» DOCUMENT:

CE26 - Innovation, travail

Information dissemination with bounded rationality and channel complexity – StratCom

Submission summary

Information asymmetries pervade economic contexts. Job applicants know their ability better than employers, entrepreneurs have more information about their projects than banks, lobbyists are better informed about the scientific consensus around their issues than politicians, food producers understand the nutritional content of their products better than consumers. Our research plan is concerned with whether and how interested parties (employees, entrepreneurs, lobbyists, producers) communicate their private information to decision makers (employers, banks, politicians, consumers). The proposal involves various and complementary projects involving approaches from game-theory, behavioral economics and industrial organization. All projects, described below, aim at studying the role of bounded rationality and complex communication channels on the dissemination of information to decision-makers and in markets.

1. Information disclosure and the protection of naive consumers. We will study theoretically and experimentally disclosure games in which firms not only decide whether to disclose verifiable information, but also enjoy substantial flexibility in how information is disclosed to unsophisticated consumers. We will also consider disclosure games in which firms have multiple noisy signals about the quality of their products and can shape their disclosure strategies as a function of consumers' naivete.

2. Bounded rationality and psychological preferences in communication games. We will develop sender-receiver communication models in which the beliefs of the decision-maker directly enter his utility function. In this new theoretical framework, we will study the robustness of the unravelling result in voluntary disclosure games. We will also incorporate psychological preferences into cheap talk games and study the value of mediation and advice.

3. Credibility of Online Information. We will analyze the credibility of online product information. Our goal is to understand how the internet platform business model modifies the strategic disclosure of product information with a particular emphasis on the role of consumers as transmitters and acquirers of such information.

4. Dynamic and competitive information design. We will analyze long and competitive information design games between multiple information designers who want to influence the final action of a decision-maker. In particular, we will study how information designers react dynamically to the information policies of their competitors.

» PROVIDED MATERIAL:

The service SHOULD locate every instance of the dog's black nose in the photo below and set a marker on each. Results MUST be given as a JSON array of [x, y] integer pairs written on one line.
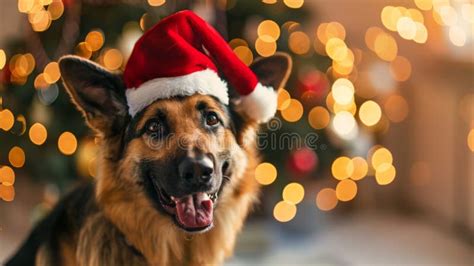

» INSTRUCTIONS:
**A.** Answer each question from the project summary.
(i) Which three approaches does the proposal draw on?
(ii) In the second project, what directly enters the decision-maker's utility function?
(iii) In the fourth project, what do the multiple information designers want to influence?
**B.** Revise the project summary from "3. Credibility of" up to and including "of such information.", replacing "internet platform" with "online marketplace".
**C.** Say whether each statement agrees with the project summary, and quote the words that decide it.
(i) Food producers understand the nutritional content of their products better than consumers do.
(ii) The third project places particular emphasis on banks as transmitters of online product information.
(iii) In the first project, firms have a single precise signal about the quality of their products.
The material plays no part in this exercise.

» SOLVED TASKS:
**A.**
(i) Game-theory, behavioral economics and industrial organization.
(ii) The beliefs of the decision-maker.
(iii) The final action of a decision-maker.

**B.**
3. Credibility of Online Information. We will analyze the credibility of online product information. Our goal is to understand how the online marketplace business model modifies the strategic disclosure of product information with a particular emphasis on the role of consumers as transmitters and acquirers of such information.

**C.**
(i) Yes: "food producers understand the nutritional content of their products better than consumers."
(ii) No: "with a particular emphasis on the role of consumers as transmitters and acquirers of such information."
(iii) No: "firms have multiple noisy signals about the quality of their products."